**What is expected**: Retype the records below exactly as they appear.

Entries from a point annotation set
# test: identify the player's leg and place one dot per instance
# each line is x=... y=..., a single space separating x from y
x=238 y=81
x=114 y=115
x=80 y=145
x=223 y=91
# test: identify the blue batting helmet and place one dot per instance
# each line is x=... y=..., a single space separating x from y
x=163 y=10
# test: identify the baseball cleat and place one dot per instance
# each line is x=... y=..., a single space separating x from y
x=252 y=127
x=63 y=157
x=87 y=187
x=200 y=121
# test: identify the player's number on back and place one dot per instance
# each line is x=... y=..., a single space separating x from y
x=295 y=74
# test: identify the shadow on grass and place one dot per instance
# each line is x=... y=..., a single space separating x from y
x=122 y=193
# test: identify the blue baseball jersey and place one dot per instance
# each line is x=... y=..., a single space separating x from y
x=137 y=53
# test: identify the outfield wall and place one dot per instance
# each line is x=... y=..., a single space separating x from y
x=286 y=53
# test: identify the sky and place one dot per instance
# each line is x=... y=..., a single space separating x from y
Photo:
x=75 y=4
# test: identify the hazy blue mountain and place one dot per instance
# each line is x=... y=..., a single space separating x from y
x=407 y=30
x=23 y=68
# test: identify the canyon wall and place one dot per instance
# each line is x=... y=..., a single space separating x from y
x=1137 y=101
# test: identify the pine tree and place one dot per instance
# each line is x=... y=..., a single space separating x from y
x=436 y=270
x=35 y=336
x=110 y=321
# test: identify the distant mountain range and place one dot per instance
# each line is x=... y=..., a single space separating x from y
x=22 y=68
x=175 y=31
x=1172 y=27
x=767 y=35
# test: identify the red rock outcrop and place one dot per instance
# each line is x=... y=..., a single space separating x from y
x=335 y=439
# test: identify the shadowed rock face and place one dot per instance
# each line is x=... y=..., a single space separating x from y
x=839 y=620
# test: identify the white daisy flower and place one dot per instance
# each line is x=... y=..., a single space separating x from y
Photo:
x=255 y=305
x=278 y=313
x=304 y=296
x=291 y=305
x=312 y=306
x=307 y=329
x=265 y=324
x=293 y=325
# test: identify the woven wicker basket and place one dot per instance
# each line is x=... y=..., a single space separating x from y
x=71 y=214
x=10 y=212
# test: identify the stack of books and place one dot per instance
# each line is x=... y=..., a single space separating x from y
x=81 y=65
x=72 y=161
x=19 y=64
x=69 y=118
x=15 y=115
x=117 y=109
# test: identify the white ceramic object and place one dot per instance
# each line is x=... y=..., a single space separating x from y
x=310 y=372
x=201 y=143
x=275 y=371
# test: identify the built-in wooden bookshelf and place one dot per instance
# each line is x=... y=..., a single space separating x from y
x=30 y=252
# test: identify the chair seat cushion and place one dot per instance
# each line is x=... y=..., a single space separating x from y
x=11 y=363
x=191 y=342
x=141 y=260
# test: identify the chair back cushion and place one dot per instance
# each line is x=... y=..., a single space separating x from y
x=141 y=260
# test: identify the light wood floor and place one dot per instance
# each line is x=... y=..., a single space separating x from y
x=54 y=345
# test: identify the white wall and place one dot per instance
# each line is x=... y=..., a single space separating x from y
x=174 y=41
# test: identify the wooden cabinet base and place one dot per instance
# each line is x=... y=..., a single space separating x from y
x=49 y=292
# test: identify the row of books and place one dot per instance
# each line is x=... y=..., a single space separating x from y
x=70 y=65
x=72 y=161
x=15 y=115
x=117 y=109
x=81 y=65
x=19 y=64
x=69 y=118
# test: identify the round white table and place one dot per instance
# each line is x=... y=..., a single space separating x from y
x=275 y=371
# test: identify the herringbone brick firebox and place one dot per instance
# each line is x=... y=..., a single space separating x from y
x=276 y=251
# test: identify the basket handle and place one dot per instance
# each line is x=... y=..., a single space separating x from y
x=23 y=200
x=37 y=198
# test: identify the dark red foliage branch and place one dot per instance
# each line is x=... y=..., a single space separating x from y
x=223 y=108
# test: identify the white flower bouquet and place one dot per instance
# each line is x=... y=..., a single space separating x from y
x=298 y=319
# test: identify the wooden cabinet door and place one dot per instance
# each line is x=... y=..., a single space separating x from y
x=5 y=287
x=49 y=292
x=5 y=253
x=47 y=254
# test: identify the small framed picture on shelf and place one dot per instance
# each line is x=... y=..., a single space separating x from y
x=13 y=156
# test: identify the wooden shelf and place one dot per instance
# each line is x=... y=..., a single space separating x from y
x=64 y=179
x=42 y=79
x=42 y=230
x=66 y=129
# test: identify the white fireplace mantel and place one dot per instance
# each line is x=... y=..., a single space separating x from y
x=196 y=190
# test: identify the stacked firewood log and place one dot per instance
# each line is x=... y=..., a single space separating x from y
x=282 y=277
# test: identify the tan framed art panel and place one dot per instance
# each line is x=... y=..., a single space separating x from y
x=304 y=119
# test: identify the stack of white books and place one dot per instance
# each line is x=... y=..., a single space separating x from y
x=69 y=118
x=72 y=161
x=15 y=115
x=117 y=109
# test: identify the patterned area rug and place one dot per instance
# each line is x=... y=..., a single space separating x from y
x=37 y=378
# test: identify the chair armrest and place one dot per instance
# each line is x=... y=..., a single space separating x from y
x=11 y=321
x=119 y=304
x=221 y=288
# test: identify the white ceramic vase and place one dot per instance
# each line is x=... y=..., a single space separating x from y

**Written answer**:
# test: identify the player's leg and place one dot per instance
# each line is x=... y=..., a single space separating x from y
x=238 y=81
x=114 y=115
x=80 y=145
x=223 y=91
# test: identify the blue batting helmet and place one dot per instance
# each line is x=... y=..., a single space separating x from y
x=163 y=10
# test: identify the baseball cleat and place one dot per instance
# each line is x=... y=..., a single space separating x from y
x=252 y=127
x=63 y=157
x=87 y=187
x=200 y=121
# test: identify the player's number on back and place one dot per instance
# each line is x=... y=..., a single space separating x from y
x=295 y=74
# test: identify the shadow on grass and place one dot per instance
# each line is x=... y=..., a single space separating x from y
x=122 y=193
# test: identify the blue baseball jersey and place one dot per instance
# each line is x=... y=..., a single space separating x from y
x=137 y=53
# test: identify the outfield wall and place one dot per instance
# each line is x=... y=..., a single space separating x from y
x=286 y=53
# test: identify the sky and place one dot per instance
# each line is x=... y=..., a single space separating x from y
Photo:
x=75 y=4
# test: identify the hazy blue mountain and place one dot per instance
# each line is x=... y=..., a single space separating x from y
x=407 y=30
x=23 y=68
# test: identify the canyon wall and place one dot per instance
# each line is x=... y=..., a single space separating x from y
x=1137 y=101
# test: identify the pine tree and place one dot per instance
# each line is x=... y=..., a single space separating x from y
x=436 y=270
x=35 y=336
x=110 y=321
# test: identify the distant mountain range and place one dot per instance
# each line is x=... y=..., a single space separating x from y
x=22 y=68
x=175 y=31
x=1172 y=27
x=767 y=35
# test: identify the red rock outcrop and place one dot per instance
# each line is x=... y=..., a single space separating x from y
x=335 y=439
# test: identify the shadowed rock face and place one dot per instance
# each line is x=... y=..., a single space separating x from y
x=839 y=620
# test: identify the white daisy flower and place one dot per instance
# each line is x=... y=..., a single space separating x from y
Photo:
x=255 y=305
x=278 y=313
x=304 y=296
x=291 y=305
x=312 y=306
x=307 y=329
x=265 y=324
x=293 y=325
# test: identify the woven wicker basket and place one dot per instance
# each line is x=... y=..., a single space separating x from y
x=71 y=214
x=10 y=212
# test: identify the stack of books and place one dot per instance
# each line is x=... y=..., a single space separating x from y
x=81 y=65
x=72 y=161
x=19 y=64
x=69 y=118
x=15 y=115
x=117 y=109
# test: identify the white ceramic object and place one dot per instance
# each line is x=... y=..., a single space separating x from y
x=310 y=372
x=201 y=143
x=275 y=371
# test: identify the built-in wooden bookshelf and place one dot per instance
# each line is x=... y=..., a single space separating x from y
x=30 y=252
# test: identify the chair seat cushion and place one dot per instance
# each line is x=... y=..., a single space separating x from y
x=11 y=363
x=191 y=342
x=141 y=260
# test: identify the chair back cushion and place one dot per instance
# each line is x=... y=..., a single space separating x from y
x=141 y=260
# test: identify the light wood floor and place one dot per instance
# each line is x=... y=..., a single space separating x from y
x=54 y=345
# test: identify the white wall and place one dot per instance
# each line is x=... y=..., a single space separating x from y
x=174 y=41
# test: identify the wooden cabinet base and place one dot per instance
# each line is x=... y=..., a single space separating x from y
x=49 y=292
# test: identify the row of books and place one dot per instance
# each line is x=... y=..., a single space separating x from y
x=70 y=65
x=72 y=161
x=15 y=115
x=117 y=109
x=81 y=65
x=19 y=64
x=69 y=118
# test: identify the round white table and place one dot per instance
# each line is x=... y=..., a single space separating x from y
x=275 y=371
# test: identify the herringbone brick firebox and place one dot per instance
# each line is x=... y=..., a single space separating x from y
x=276 y=251
# test: identify the basket handle and place one dot per instance
# each line is x=... y=..., a single space separating x from y
x=23 y=200
x=37 y=198
# test: identify the dark red foliage branch and place one dot per instance
# each line is x=... y=..., a single space separating x from y
x=223 y=108
# test: identify the white flower bouquet and place one dot per instance
# each line is x=... y=..., a single space separating x from y
x=298 y=319
# test: identify the wooden cabinet door and place one dot per instance
# each line is x=... y=..., a single space separating x from y
x=5 y=287
x=49 y=292
x=5 y=253
x=47 y=254
# test: identify the small framed picture on shelf and place one dot per instance
# each line is x=... y=..., a single space separating x from y
x=13 y=156
# test: identify the wooden shelf and place one dot per instance
# each line is x=... y=..., a single space separating x from y
x=64 y=179
x=42 y=79
x=42 y=230
x=66 y=129
# test: identify the white fireplace mantel and place one dot per instance
# each line is x=... y=..., a single space separating x from y
x=196 y=190
# test: identify the stacked firewood log and place one dot per instance
# each line is x=... y=..., a single space separating x from y
x=282 y=277
# test: identify the tan framed art panel and place one dot per instance
# each line is x=... y=..., a single space separating x from y
x=304 y=119
# test: identify the stack of white books and place one dot per instance
# each line is x=... y=..., a single space separating x from y
x=69 y=118
x=72 y=161
x=15 y=115
x=117 y=109
# test: identify the patterned area rug and place one dot per instance
# each line is x=... y=..., a single space separating x from y
x=37 y=378
# test: identify the chair armrest and place one dot per instance
# each line is x=... y=..., a single space separating x from y
x=11 y=321
x=119 y=304
x=221 y=288
# test: identify the white ceramic vase and place one dot per instance
# each line is x=... y=..., a single space separating x from y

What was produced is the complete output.